KESAH.IDDrama politik pilkada serentak segera akan memasuki tahap akhir. Kisah-kisah yang diduga-duga akan segera kelihatan ending-nya. Keriuhan yang begitu panjang mulai dari pra pemilu presiden 2024 hingga pilkada serentak bakal segera luruh, berganti dengan harapan yang diobral di masa kampanye namun belum tentu terwujud. Politik memang drama, walau idealisasi sungguh mulia. Politik memang selalu diimpikan sebagai cara mengatur kehidupan bersama agar bermakna untuk semuanya.

Mau tak mau setiap bulan Desember saya harus ikut dalam pentas drama kelahiran Yesus Kristus. Walau terpaksa pada akhirnya toh saya senang-senang saja.

Biasanya saya akan memilih peran sebagai pengembala saja, peran yang gampang ketimbang menjadi 3 raja atau pemilik penginapan. Dan sebisa mungkin saya menghindari dipilih menjadi Yusuf, suami Maria bunda Yesus.

Menjadi Yusuf artinya akan berpasangan dengan Maria, saya malu. Soalnya peran itu bisa jadi bahan poyokan, gurauan yang bernada mengolok-olok atau menjodoh-jodohkan.

Dalam drama natal, peran Yusuf merupakan salah satu peran utama. Banyak yang mesti dihafal dan di-aktingkan. Saya merasa tak berbakat, sulit bagi saya merubah-rubah cara bicara apalagi merubah mimik.

◆ **MATERI YANG DISEDIAKAN**
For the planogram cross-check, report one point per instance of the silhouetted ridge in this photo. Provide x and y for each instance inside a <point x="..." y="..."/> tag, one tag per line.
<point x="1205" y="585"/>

◆ **SOAL LATIHAN**
Menurut teks tentang drama politik dan drama Natal di atas, peran apa yang biasanya dipilih penulis dalam pentas drama kelahiran Yesus Kristus?

◆ **JAWABAN SOAL**
Peran sebagai pengembala.